# How to trip shutters on two cameras at the same time?



## J.R. (Feb 20, 2014)

There was a recent thread on CR where advice was sought as to how to trigger two cameras at the same time. During the course of discussion on the thread, I had asked whether it was possible to sync shutters on two cameras but got no response. 

I am using 600rt x 2 and a ST-E3-RT. 

Canon's official position is that shutter sync cannot be achieved using the 600 rt. does anyone know how to do this? Might come in handy one of these days ...


----------



## privatebydesign (Feb 20, 2014)

J.R.

I have explored the Canon "Linked Shooting" mode of the RT system, Canon are correct, the shutters fire at slightly different times so if you are using flash it is a non starter. Though as a simple multiple camera firing option it works well.

If you need syncronised shutter release to the exact time a flash will fire, so use one flash setup for two or more cameras, then timing is critical. If you are using the same model of camera I believe a simple spliced in release will work if you are in manual focus, if you are AF nothing will fire them both at exactly the same time. If you use different cameras the only off the shelf product I know will work is the Pocket Wizard MultiMax, this can be used to delay the faster camera to the shutter release of the slower camera, but I am sure there are other products and DIY solutions.

→ **What the exercise asks**: Continue the forum thread on firing two camera shutters in sync, starting right after its last post.

Source records
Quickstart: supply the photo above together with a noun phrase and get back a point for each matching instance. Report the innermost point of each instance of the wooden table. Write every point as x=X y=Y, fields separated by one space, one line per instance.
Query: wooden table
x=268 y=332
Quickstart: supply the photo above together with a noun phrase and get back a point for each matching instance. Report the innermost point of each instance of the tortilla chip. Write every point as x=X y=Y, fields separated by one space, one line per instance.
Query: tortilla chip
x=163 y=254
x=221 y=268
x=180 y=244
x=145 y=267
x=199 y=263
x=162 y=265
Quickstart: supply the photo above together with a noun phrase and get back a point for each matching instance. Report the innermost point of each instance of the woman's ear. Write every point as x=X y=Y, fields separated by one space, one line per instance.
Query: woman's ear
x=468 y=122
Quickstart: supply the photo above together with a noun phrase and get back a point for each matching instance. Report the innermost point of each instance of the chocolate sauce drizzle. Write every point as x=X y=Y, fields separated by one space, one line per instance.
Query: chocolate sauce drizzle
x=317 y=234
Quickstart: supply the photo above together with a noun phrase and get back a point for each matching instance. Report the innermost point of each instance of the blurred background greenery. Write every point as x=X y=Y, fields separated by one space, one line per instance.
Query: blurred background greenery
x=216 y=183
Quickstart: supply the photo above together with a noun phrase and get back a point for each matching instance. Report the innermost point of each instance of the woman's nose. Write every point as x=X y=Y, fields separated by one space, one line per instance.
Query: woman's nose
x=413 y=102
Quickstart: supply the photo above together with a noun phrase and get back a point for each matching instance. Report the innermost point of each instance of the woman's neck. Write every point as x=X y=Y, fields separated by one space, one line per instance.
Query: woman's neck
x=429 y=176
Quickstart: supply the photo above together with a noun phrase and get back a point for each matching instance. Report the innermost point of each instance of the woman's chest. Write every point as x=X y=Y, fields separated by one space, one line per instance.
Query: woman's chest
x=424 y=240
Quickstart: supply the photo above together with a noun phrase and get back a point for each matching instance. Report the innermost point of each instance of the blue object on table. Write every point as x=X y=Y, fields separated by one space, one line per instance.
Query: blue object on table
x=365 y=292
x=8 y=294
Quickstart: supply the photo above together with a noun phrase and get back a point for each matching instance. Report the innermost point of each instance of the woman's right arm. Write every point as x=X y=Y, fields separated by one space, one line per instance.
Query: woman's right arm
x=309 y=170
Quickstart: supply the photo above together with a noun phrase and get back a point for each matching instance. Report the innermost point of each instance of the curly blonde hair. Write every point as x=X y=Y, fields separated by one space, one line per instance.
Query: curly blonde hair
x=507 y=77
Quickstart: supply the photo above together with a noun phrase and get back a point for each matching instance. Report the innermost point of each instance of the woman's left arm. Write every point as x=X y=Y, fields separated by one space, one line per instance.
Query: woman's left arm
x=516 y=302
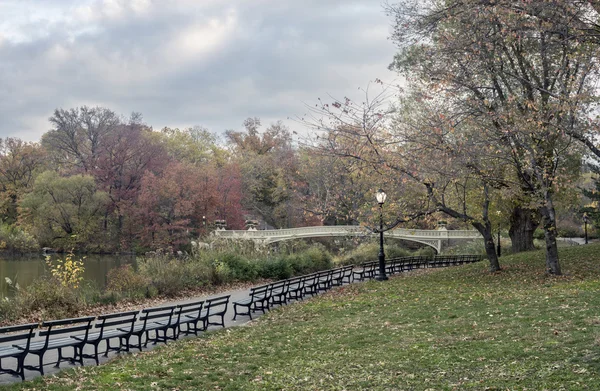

→ **Result of the exercise**:
----------



## Logan (Feb 20, 2014)

this just popped into my head while I was browsing the forum, no idea if it helps you any.

There are those lightning triggers, not sure what they are called but i see ads for them all the time. Any idea how they work? The timing should be pretty precise, a lightning flash is not very long.

Assuming they work like a welding helmet and detect some kind of EM radiation that comes before the light, you could splice one to two cameras, or just use two as long as they arent miles apart, and trigger them with something as simple as a lighter flint or maybe another flash test firing? what do you think of that?


----------



## Schruminator (Feb 20, 2014)

The lighting triggers are usually a photocell of some sort (think about the light fixture over your garage) hooked up to a microcontroller or something to read the light levels. This controller then is hooked up to a transistor or a relay to trigger the camera. There are circuits you can make without the microcontroller, but it takes a bit more work to be honest.

Regardless, back to the original question: I'm not sure if a cored remote shutter release wired to two cameras will work. If so, splice your wire, hook it up and you're set (MF though, AF will delay things as the camera tries to focus). If that doesn't work, I'd look at using a two pole (or "double throw") relay. Basically it's one relay that has two independent outputs. It should trigger the cameras at the same time while keeping them electrically separate from each other (ie no touching of spliced wires). You'll need something to trigger the relay, but that can be as simple as a 9V battery and your thumb if you don't need super precise timing.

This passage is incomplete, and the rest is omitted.